» **INSTRUCTIONS FOR THE TASK**
Could you please write out the data shown below, exactly and in full?

Dataset entries:
* * * * * * *
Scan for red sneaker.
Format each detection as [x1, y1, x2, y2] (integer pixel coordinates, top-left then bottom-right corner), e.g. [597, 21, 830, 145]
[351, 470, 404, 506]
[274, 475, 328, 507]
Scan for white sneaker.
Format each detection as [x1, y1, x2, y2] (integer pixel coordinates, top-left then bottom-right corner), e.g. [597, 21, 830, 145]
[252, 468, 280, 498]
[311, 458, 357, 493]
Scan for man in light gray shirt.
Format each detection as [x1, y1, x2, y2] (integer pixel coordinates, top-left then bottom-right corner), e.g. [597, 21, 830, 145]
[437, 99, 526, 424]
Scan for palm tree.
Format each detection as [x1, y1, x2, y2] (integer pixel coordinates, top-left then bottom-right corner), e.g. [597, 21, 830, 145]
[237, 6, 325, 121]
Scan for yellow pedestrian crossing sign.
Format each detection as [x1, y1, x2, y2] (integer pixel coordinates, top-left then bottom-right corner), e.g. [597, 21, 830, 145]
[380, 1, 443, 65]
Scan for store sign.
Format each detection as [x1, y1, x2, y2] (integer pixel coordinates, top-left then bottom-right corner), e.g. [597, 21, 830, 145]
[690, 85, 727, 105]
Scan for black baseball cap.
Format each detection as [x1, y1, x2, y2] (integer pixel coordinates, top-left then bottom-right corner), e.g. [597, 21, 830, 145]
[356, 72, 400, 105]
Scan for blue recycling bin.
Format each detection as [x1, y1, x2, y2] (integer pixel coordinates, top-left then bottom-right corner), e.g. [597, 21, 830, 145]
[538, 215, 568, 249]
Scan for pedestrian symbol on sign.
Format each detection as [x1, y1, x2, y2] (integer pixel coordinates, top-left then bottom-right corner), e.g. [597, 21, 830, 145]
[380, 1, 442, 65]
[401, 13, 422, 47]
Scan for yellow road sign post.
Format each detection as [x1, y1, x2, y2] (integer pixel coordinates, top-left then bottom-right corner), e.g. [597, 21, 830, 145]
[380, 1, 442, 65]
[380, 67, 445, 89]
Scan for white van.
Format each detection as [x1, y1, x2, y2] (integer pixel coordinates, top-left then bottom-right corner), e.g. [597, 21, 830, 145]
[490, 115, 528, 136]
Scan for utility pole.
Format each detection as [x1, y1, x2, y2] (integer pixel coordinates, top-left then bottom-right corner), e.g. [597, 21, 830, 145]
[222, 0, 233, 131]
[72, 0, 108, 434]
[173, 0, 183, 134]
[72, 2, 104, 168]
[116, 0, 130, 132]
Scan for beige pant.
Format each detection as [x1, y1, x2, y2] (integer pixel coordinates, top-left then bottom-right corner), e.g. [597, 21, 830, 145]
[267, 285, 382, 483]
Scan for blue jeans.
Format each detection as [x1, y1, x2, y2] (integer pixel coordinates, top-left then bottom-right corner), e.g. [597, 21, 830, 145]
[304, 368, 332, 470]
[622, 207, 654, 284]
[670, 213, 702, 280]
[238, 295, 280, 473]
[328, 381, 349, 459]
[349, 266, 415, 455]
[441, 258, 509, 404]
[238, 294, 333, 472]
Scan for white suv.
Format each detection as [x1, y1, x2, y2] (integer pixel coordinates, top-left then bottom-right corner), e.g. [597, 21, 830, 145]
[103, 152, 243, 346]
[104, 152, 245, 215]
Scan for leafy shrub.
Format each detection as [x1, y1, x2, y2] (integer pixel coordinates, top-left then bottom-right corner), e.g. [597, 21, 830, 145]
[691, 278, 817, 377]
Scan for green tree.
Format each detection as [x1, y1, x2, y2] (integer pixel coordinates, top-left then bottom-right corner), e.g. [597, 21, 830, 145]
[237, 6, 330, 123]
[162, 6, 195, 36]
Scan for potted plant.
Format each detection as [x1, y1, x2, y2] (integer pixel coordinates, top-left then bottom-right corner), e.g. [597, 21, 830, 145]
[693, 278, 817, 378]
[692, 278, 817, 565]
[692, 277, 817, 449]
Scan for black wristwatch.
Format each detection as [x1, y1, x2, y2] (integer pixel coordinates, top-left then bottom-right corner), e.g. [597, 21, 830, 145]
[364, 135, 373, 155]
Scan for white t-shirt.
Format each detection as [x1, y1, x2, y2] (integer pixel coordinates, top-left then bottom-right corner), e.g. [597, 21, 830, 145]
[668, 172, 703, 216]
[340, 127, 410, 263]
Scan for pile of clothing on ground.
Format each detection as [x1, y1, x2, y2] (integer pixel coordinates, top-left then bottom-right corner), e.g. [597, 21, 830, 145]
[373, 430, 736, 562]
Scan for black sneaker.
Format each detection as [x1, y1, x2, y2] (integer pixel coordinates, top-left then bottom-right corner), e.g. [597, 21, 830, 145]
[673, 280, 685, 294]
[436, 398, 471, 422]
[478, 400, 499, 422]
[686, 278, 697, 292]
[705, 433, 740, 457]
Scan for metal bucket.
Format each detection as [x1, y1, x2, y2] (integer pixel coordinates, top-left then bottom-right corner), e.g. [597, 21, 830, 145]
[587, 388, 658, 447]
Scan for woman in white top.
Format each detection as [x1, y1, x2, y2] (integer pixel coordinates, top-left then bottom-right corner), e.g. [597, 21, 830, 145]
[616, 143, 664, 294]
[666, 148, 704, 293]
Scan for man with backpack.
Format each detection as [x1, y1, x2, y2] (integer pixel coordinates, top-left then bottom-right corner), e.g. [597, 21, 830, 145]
* * * * * * *
» **ANSWER TO THIS TASK**
Scan for red sneaker.
Format each detection as [x1, y1, x2, y2] (integer pixel coordinates, top-left then bottom-right corner), e.g. [597, 21, 830, 145]
[351, 470, 404, 506]
[274, 475, 328, 507]
Scan for white sneaker.
Format each detection as [x1, y1, x2, y2] (integer pixel coordinates, top-left then bottom-right corner), e.g. [597, 21, 830, 145]
[252, 468, 280, 498]
[311, 458, 357, 493]
Scan for man in light gray shirt.
Format each detection as [x1, y1, x2, y2] (integer pixel coordinates, top-left then bottom-right corner), e.g. [597, 21, 830, 145]
[437, 99, 526, 424]
Scan for palm tree.
Format each detection as [x1, y1, x2, y2] (integer pixel coordinates, top-left then bottom-right corner), e.g. [597, 21, 830, 145]
[237, 6, 325, 121]
Scan for yellow pedestrian crossing sign.
Format each detection as [x1, y1, x2, y2] (integer pixel coordinates, top-left then bottom-right corner), e.g. [597, 21, 830, 145]
[380, 1, 443, 65]
Scan for store sign.
Format each detection as [x1, y1, x2, y2] (integer pixel coordinates, top-left then bottom-right corner), e.g. [597, 21, 830, 145]
[690, 85, 727, 105]
Scan for black baseball cap.
Format each detection as [x1, y1, x2, y2] (integer pixel coordinates, top-left then bottom-right corner), e.g. [597, 21, 830, 145]
[356, 72, 400, 105]
Scan for blue recycling bin.
Format each detection as [x1, y1, x2, y2] (integer pixel coordinates, top-left then bottom-right corner), e.g. [597, 21, 830, 145]
[538, 215, 568, 249]
Scan for pedestrian symbol on sign.
Format each detection as [x1, y1, x2, y2] (integer pixel coordinates, top-left then bottom-right corner), e.g. [597, 21, 830, 145]
[380, 1, 442, 65]
[401, 13, 422, 47]
Scan for yellow road sign post.
Format each detection as [x1, y1, x2, y2] (integer pixel coordinates, top-left then bottom-right corner), e.g. [597, 21, 830, 145]
[380, 1, 442, 65]
[380, 67, 445, 89]
Scan for white van.
Format each detection as [x1, y1, x2, y2] (integer pixel coordinates, top-left then bottom-right corner), e.g. [597, 21, 830, 145]
[490, 115, 528, 136]
Scan for utility pole.
Format each detection as [x1, y1, x2, y2] (integer pixel coordinates, top-left then bottom-right corner), e.g. [597, 21, 830, 145]
[222, 0, 233, 131]
[72, 0, 108, 434]
[173, 0, 183, 134]
[72, 2, 104, 168]
[116, 0, 130, 132]
Scan for beige pant.
Format each detection as [x1, y1, x2, y2] (integer pixel coordinates, top-left then bottom-right corner), e.g. [597, 21, 830, 145]
[267, 285, 382, 483]
Scan for blue jeans.
Format each detection as [x1, y1, x2, y2] (integer pixel coordinates, top-left then bottom-right corner), e.g. [597, 21, 830, 145]
[304, 368, 332, 470]
[622, 207, 654, 284]
[670, 213, 702, 280]
[238, 295, 280, 473]
[328, 381, 349, 459]
[349, 266, 415, 455]
[441, 258, 509, 404]
[238, 294, 333, 472]
Scan for white suv.
Format each detection as [x1, y1, x2, y2] (integer pixel coordinates, top-left then bottom-right corner), e.g. [597, 21, 830, 145]
[103, 152, 243, 346]
[104, 152, 245, 215]
Scan for leafy shrub.
Format each detection as [x1, y1, x2, y2] (integer pixel coordinates, top-left then bottom-right corner), e.g. [597, 21, 830, 145]
[691, 278, 817, 377]
Scan for green tree.
Format each detection as [x1, y1, x2, y2] (integer pixel coordinates, top-left then bottom-right corner), e.g. [597, 21, 830, 145]
[237, 6, 330, 123]
[162, 6, 195, 36]
Scan for potted plant.
Format each detection as [x1, y1, x2, y2] (integer pixel coordinates, top-left then bottom-right corner), e.g. [597, 21, 830, 145]
[693, 278, 817, 378]
[692, 278, 817, 565]
[692, 277, 817, 449]
Scan for black wristwatch.
Format each detection as [x1, y1, x2, y2] (integer pixel coordinates, top-left then bottom-right corner), e.g. [597, 21, 830, 145]
[364, 135, 373, 155]
Scan for white t-shirt.
Format each detection as [x1, y1, x2, y2] (integer pixel coordinates, top-left then bottom-right corner), e.g. [597, 21, 830, 145]
[668, 172, 703, 216]
[340, 127, 410, 263]
Scan for pile of clothing on ground.
Format each detection as [x1, y1, x2, y2] (integer pixel coordinates, top-left then bottom-right corner), e.g. [597, 21, 830, 145]
[373, 430, 736, 562]
Scan for black sneaker.
Format each detection as [x1, y1, x2, y2] (integer pixel coordinates, top-left then bottom-right corner), e.g. [597, 21, 830, 145]
[673, 280, 685, 294]
[436, 398, 471, 422]
[478, 400, 499, 422]
[686, 278, 697, 292]
[705, 433, 740, 457]
Scan for metal bucket.
Format each detection as [x1, y1, x2, y2] (integer pixel coordinates, top-left then bottom-right corner), e.g. [597, 21, 830, 145]
[587, 388, 658, 447]
Scan for woman in white top.
Format each detection as [x1, y1, x2, y2] (integer pixel coordinates, top-left then bottom-right corner), e.g. [597, 21, 830, 145]
[616, 143, 664, 294]
[666, 148, 704, 293]
Scan for man with backpack.
Format each detection as [x1, y1, x2, y2] (integer pixel coordinates, top-left then bottom-right corner), e.g. [597, 21, 830, 145]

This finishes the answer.